## DOCUMENT PASSAGE
Existential Walks

September 5, 2008

It is a well known fact that Jeanne Moreau’s role (as Florence) in Malle’s Elevator to the Gallows catapulted her to the center of the French New Wave which was then just beginning to take formal shape. But her adulterous character in Malle’s film was strangely epidermal, never quite revealing the emotional undercurrents that motivated her nocturnal meanderings in the streets of Paris. Was it love or desperation that was the genesis of her famous walk, where she roamed the Parisian neighbourhood searching for her mon amour?

With Miles Davis playing in the background and Henri Decaë’s Parisian bokeh and a forlorn Moreau at front, this is the moment when Moreau awoke tingling sensations within the French audience of that time (and still does), effectively making her the leading figure in many films of the New Wave.

## DATA SEGMENT
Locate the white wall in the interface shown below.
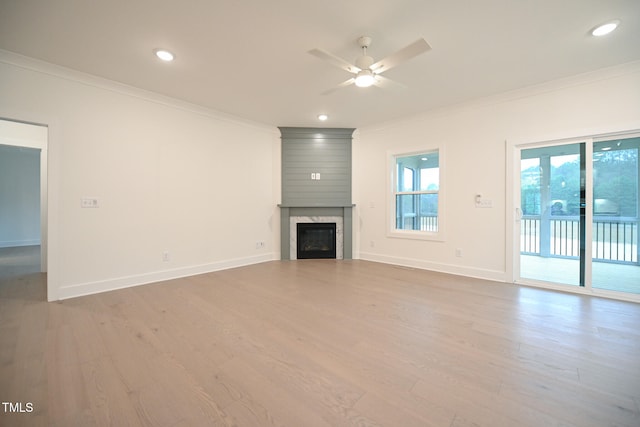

## EXERCISE OBJECTIVE
Resume the piece on Jeanne Moreau's walk in Elevator to the Gallows, picking up right after its last sentence.

## ANSWER TO THIS EXERCISE
Sadly, a similar sequence with Corinne Marchand in Agnes Varda’s Cléo de 5 à 7 did little to the actress in terms of gaining recognition, while Varda herself was being overshadowed by the dominant male filmmakers of her time (in my eyes, Cléo de 5 à 7 is just as good, if not better than Godard’s À bout de souffle). Marchand’s Cleo is undergoing a crisis worse than that of Florence. She’s waiting for a medical test result that would decide her fate – whether she dies from illness or goes on to live. Her existential crisis is deeply felt from this walk (again in Paris), where she really observes the city and its people for the first time.